## Your goal
Please reproduce, word for word, the passage of the mass spectrometry text below that opens with the words containing "MALDI-TOF/TOF MS was" and closes with "from each spot.".

MALDI-TOF/TOF MS was performed using an Axima Performance ToF-ToF, (Kratos-Shimadzu Biotech, Manchester, UK) mass spectrometer. The instrument was externally calibrated with [M + H]+ ions of bradykinin (1–7 fragment, 757.4 Da), human angiotensin II (1046.54 Da), P14R synthetic peptide (1533.86 Da), and human ACTH (18–39 fragment, 2465.20 Da). Following MALDI MS analysis, MALDI MS/MS was performed on the 7 most abundant ions from each spot.

MASCOT (Matrix Science, UK) server was used to search Swiss-Prot protein database (http://www.matrixscience.com). The following parameters were used in this search: no restrictions on protein molecular weight, trypsin digest with one missing cleavage, monoisotopic mass, taxonomy limited to Rattus, carbamidomethylation of cysteine as fixed modification, possible oxidation of methionine and tryptophan, peptide mass tolerance of 0.5 Da, fragment mass tolerance of 0.8 Da, and peptide charge +1. False discovery rate (FDR) assessment was estimated using Mascot decoy database approach and only proteins identified with 0 % FDR were included in the results. Protein matching probabilities were determined using MASCOT protein scores, with identification confidence indicated by the number of matching and the coverage of protein sequence by the matching peptides. The presence of at least one peptide with significant ion score was required for positive protein identification. Only statistically significant MASCOT score results (p < 0.05) were included in the analysis.

Data drawn from a collection

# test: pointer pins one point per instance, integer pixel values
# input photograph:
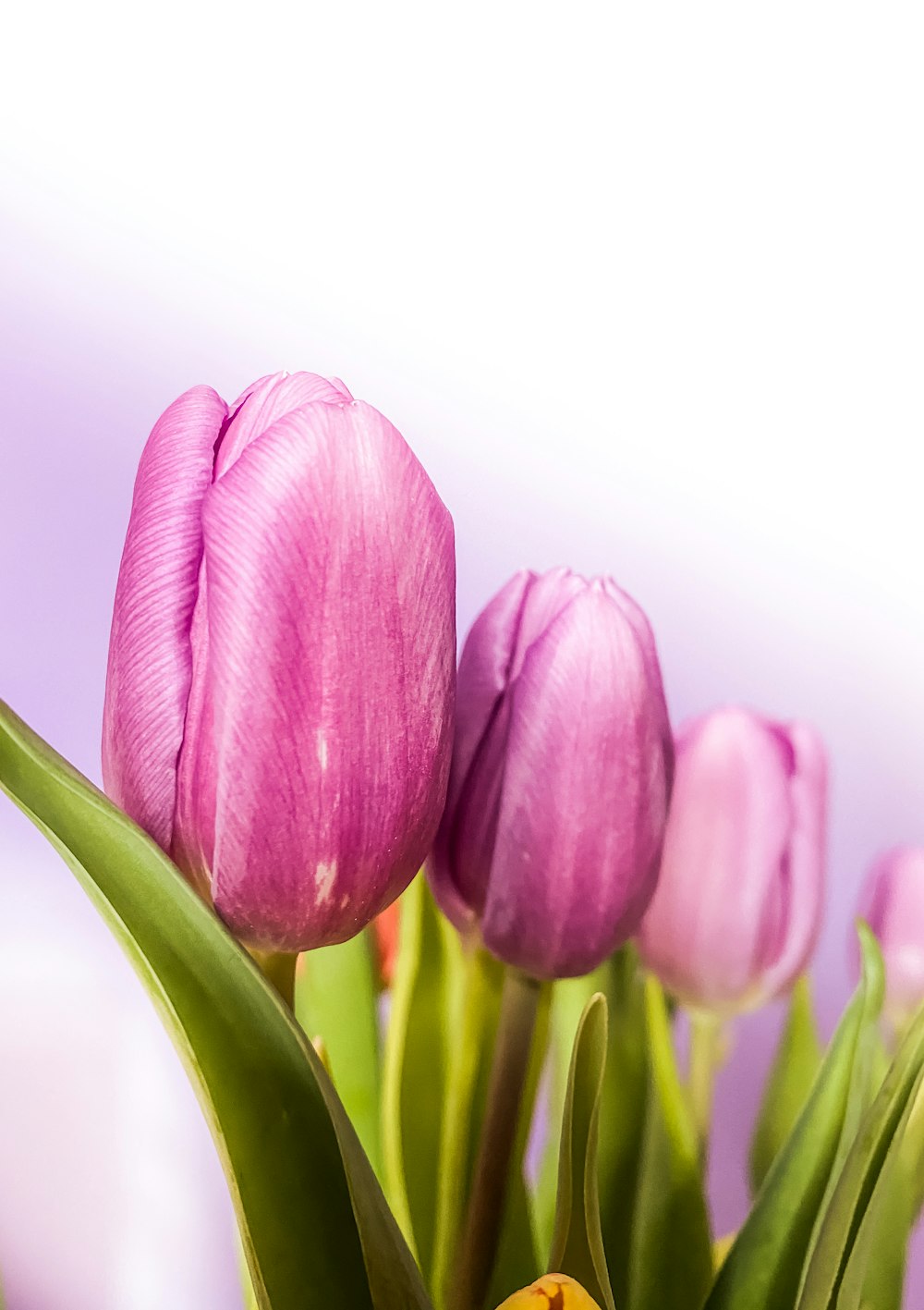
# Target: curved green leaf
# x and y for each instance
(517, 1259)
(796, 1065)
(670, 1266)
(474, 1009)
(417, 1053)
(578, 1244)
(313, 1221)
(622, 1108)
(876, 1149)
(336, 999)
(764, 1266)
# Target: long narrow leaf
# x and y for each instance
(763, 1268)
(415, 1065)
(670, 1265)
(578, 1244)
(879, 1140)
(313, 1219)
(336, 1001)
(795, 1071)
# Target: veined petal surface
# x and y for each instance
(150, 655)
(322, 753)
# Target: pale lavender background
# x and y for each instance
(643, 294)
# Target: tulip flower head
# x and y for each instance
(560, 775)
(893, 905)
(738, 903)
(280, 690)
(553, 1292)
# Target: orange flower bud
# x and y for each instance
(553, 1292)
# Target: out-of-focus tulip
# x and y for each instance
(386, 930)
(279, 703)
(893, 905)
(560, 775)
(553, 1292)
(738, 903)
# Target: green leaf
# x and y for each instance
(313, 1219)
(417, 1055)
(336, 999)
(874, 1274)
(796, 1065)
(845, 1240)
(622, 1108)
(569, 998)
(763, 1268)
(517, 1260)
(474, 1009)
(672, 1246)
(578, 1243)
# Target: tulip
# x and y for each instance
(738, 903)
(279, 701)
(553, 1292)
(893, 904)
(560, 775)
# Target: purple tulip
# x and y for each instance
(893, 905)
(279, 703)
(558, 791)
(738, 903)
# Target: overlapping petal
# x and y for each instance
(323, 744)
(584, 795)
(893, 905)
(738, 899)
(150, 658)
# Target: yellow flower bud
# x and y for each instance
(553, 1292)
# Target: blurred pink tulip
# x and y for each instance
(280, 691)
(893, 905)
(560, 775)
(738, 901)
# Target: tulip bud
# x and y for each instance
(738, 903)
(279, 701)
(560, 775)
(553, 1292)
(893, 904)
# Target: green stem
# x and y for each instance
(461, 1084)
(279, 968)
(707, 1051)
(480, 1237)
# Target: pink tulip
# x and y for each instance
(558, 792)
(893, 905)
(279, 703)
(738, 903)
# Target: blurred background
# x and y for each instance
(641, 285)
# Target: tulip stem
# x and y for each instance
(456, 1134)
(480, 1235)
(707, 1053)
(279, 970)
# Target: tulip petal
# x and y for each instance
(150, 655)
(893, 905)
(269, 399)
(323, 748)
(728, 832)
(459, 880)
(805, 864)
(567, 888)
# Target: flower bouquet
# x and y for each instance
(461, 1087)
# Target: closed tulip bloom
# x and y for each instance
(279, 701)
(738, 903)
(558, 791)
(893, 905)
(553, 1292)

## Exercise response
MALDI-TOF/TOF MS was performed using an Axima Performance ToF-ToF, (Kratos-Shimadzu Biotech, Manchester, UK) mass spectrometer. The instrument was externally calibrated with [M + H]+ ions of bradykinin (1–7 fragment, 757.4 Da), human angiotensin II (1046.54 Da), P14R synthetic peptide (1533.86 Da), and human ACTH (18–39 fragment, 2465.20 Da). Following MALDI MS analysis, MALDI MS/MS was performed on the 7 most abundant ions from each spot.